═════ Records for the exercise

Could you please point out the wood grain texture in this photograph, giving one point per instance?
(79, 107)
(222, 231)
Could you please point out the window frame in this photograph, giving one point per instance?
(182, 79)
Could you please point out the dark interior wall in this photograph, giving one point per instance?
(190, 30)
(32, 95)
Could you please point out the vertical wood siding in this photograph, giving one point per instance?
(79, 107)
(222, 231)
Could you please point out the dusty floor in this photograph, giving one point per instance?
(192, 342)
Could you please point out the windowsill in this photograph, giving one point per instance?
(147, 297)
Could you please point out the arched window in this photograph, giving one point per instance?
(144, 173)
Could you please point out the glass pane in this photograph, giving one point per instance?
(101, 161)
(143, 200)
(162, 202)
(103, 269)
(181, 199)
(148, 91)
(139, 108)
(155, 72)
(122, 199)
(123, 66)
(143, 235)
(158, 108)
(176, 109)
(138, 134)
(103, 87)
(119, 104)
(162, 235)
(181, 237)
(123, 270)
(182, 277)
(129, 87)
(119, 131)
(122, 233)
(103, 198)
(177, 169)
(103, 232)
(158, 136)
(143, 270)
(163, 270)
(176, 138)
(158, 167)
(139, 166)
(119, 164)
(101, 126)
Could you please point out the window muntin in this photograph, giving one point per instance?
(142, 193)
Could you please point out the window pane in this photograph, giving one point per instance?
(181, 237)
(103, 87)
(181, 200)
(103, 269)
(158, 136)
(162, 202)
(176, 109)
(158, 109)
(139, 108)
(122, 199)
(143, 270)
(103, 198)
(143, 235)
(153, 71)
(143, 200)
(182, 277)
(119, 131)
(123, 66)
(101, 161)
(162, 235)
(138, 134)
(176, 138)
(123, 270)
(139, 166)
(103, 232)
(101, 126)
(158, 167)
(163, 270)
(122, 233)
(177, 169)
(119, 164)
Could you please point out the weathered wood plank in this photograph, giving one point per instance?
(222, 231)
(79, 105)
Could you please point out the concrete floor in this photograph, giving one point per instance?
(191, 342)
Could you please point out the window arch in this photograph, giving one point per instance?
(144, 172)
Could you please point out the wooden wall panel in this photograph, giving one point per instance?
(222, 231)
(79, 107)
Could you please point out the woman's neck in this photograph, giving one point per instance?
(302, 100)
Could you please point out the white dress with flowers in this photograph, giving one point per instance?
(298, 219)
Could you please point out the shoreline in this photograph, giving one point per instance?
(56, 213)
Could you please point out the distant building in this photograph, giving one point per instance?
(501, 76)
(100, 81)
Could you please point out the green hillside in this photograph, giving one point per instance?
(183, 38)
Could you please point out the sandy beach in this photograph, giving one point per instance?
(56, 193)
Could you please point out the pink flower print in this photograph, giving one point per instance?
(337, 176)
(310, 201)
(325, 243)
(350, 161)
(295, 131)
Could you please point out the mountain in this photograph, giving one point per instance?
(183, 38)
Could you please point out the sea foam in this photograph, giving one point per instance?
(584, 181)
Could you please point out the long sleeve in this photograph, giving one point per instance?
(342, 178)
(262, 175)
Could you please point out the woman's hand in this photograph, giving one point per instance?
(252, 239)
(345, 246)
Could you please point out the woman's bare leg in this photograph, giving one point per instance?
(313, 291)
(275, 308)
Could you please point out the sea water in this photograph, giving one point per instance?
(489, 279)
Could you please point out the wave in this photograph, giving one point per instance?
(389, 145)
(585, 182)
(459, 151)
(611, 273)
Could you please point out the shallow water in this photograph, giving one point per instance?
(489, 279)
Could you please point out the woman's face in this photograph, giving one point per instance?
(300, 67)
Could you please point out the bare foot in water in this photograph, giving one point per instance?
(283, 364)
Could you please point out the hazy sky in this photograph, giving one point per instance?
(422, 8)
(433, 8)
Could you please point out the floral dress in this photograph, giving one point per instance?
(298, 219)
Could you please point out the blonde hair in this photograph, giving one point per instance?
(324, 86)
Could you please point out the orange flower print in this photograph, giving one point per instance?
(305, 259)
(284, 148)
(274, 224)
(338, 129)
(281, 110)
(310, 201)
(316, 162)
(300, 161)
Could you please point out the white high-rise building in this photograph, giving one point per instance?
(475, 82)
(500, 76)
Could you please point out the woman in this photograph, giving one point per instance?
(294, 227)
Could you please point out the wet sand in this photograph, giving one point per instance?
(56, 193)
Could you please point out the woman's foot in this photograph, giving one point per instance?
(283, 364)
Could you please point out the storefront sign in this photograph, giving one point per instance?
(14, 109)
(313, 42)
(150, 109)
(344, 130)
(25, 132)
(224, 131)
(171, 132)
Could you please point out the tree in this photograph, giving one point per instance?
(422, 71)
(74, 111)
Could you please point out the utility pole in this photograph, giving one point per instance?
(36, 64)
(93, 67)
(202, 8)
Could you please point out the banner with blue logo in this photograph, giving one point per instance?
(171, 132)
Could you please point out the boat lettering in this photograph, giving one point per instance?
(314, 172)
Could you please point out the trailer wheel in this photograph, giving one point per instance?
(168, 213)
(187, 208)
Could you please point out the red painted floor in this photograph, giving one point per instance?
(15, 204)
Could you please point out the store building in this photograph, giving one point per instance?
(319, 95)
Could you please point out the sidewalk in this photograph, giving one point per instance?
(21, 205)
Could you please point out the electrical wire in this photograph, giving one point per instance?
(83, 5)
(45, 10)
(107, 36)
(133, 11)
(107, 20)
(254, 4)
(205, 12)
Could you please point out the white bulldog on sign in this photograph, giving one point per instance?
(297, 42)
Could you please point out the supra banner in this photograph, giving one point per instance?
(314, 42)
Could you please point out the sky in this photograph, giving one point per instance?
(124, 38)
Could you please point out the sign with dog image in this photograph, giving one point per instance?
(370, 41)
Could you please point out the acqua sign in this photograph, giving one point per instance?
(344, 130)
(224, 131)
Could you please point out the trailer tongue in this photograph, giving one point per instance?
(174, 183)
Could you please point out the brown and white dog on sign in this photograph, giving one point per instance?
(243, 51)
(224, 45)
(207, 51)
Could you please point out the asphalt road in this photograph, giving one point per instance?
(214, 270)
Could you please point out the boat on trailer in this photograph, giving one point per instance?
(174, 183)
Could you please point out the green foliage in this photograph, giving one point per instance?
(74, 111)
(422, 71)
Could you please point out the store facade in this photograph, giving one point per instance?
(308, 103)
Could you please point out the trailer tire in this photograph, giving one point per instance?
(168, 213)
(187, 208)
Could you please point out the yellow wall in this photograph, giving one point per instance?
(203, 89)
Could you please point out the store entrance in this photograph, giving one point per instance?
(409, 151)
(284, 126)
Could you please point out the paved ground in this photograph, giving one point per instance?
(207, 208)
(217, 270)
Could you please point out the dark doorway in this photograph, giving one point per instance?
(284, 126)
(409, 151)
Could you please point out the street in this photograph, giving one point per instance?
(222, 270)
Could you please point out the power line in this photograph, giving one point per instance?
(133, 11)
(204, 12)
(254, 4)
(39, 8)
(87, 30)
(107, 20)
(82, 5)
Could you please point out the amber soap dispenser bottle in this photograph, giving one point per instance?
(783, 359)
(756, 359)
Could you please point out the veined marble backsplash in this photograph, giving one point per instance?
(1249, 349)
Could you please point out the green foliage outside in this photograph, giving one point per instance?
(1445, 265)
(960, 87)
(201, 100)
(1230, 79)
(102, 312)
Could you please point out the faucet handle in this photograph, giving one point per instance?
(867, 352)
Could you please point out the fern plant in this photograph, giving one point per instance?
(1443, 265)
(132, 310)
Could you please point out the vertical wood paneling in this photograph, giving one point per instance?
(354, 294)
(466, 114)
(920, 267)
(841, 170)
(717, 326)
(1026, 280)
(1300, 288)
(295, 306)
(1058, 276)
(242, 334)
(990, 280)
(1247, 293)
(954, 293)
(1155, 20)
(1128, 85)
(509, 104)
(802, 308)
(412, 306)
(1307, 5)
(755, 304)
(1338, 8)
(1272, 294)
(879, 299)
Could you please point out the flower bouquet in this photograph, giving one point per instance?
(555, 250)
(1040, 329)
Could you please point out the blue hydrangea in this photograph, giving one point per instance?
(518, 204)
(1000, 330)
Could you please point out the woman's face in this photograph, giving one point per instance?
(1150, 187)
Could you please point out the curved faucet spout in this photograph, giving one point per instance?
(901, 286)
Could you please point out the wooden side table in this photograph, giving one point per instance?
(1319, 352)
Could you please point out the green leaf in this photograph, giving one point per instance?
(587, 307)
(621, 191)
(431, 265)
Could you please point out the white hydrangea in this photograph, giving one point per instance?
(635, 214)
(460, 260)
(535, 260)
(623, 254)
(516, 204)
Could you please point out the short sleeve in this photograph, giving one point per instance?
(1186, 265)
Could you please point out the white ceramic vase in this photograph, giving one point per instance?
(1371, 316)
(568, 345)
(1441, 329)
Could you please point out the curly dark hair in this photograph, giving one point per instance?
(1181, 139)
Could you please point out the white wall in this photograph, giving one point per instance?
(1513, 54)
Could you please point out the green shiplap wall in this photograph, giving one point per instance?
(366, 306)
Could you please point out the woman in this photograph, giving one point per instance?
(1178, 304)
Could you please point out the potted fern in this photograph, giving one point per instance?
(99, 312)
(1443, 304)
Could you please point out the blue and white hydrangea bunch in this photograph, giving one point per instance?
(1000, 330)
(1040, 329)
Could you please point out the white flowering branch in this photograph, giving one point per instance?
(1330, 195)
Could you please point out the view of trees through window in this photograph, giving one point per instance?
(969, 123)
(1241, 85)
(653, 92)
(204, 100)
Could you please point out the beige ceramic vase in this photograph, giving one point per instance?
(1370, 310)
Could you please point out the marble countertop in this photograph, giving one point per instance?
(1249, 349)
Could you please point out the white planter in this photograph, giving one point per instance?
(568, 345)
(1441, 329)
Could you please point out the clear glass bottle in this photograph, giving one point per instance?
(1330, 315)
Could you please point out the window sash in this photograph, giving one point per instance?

══════════

Output exactly the lines from the one containing "Could you please point out the potted" through the last line of the records, both included. Output nothing else.

Could you please point out the potted fern in this photograph, giving one point per instance?
(99, 312)
(1443, 304)
Could you please point out the blue and white hydrangea bunch in this photograph, giving one point per instance?
(1000, 330)
(1040, 329)
Could you please point out the white flowering branch in this photograph, giving one point per instance?
(1330, 195)
Could you please point out the view of trees through window in this photograph, giving one point per instance?
(969, 123)
(1241, 85)
(653, 92)
(204, 100)
Could you please point out the beige ceramic vase in this photograph, giving one point per instance?
(1370, 310)
Could you please point out the marble countertop in this photograph, giving one point per instance?
(1249, 349)
Could you please point out the white planter in this photograph, giving one point per instance?
(568, 345)
(1441, 329)
Could you please point out the clear glass bottle in this photograph, giving one point per instance?
(1330, 315)
Could you please point out the window sash in this photograph, giving one point per instance?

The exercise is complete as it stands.